__Objective__
Can you arrange the lines of all the records below as a JSON list of strings, one string per line, with blank lines skipped? Leave the pictures out of your answer.

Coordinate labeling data
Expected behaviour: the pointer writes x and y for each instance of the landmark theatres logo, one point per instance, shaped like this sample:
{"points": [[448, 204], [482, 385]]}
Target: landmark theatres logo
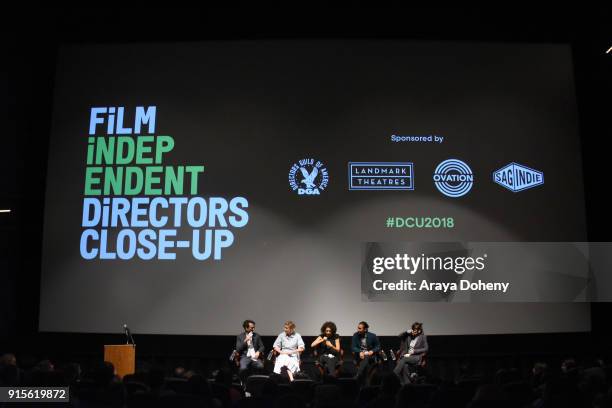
{"points": [[308, 177], [381, 176], [453, 178]]}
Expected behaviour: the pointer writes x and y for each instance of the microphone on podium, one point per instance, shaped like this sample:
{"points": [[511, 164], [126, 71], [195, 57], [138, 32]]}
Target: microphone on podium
{"points": [[128, 335]]}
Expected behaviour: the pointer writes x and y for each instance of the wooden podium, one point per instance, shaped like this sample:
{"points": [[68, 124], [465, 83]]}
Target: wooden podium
{"points": [[123, 357]]}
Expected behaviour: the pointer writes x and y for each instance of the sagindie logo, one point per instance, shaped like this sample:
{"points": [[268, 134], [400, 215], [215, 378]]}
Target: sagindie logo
{"points": [[308, 177], [453, 178], [516, 177]]}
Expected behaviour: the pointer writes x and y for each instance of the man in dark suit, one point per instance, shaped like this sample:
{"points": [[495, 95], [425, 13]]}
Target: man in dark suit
{"points": [[365, 348], [411, 353], [250, 348]]}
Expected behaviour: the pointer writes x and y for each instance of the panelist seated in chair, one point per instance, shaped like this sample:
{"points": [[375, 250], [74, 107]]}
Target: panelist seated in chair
{"points": [[327, 348], [365, 347], [250, 348], [412, 352], [288, 345]]}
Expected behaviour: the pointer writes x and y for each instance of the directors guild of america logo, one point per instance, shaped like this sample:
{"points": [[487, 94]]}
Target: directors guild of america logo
{"points": [[308, 177]]}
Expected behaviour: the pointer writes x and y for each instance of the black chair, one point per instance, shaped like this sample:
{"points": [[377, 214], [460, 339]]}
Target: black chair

__The reply__
[
  "Expected behaviour: the pointer writes x and y for each instance of the landmark theatres logo, one point per instance, shaped like this sample:",
  "{\"points\": [[448, 204], [482, 385]]}",
  "Target: landmark theatres logo",
  "{\"points\": [[308, 177], [381, 176], [453, 178]]}",
  "Expected behaviour: the pointer writes x and y for each instance of the microphone on podium, one point per instance, shaped like this sample:",
  "{\"points\": [[511, 164], [126, 71], [195, 57], [138, 32]]}",
  "Target: microphone on podium",
  "{\"points\": [[128, 335]]}",
  "Expected behaviour: the pointer writes x and y for each instance of the wooden podium, one point per instance, shaped like this sample:",
  "{\"points\": [[68, 124], [465, 83]]}",
  "Target: wooden podium",
  "{\"points\": [[123, 357]]}",
  "Expected behaviour: the pointer writes x and y for each instance of the sagindie logo, one point per instance, shaped like this sample:",
  "{\"points\": [[268, 134], [400, 215], [215, 378]]}",
  "Target: sagindie logo",
  "{\"points\": [[308, 177], [453, 178], [516, 177]]}",
  "Expected behaviour: the pointer writes x and y for each instance of the man in dark suit, one point per instance, shaped like this sample:",
  "{\"points\": [[495, 95], [425, 13]]}",
  "Target: man in dark suit",
  "{\"points\": [[365, 348], [411, 353], [250, 348]]}",
  "Expected behaviour: the pointer writes x and y for each instance of the panelist seated in chair, one point per instance, shaped like this sample:",
  "{\"points\": [[375, 250], [74, 107]]}",
  "Target: panelist seated in chair",
  "{\"points\": [[327, 348], [365, 347], [250, 348], [412, 352], [288, 345]]}",
  "Expected behaviour: the pointer writes x and y for each instance of the directors guild of america logo, one point per instance, shaped like this sample:",
  "{\"points\": [[487, 94]]}",
  "Target: directors guild of america logo",
  "{\"points\": [[308, 177]]}",
  "Expected behaviour: the pointer writes x and y for each instance of the black chair, one point per instance, shaped like this sample:",
  "{\"points\": [[377, 214], [460, 339]]}",
  "Target: black chair"
]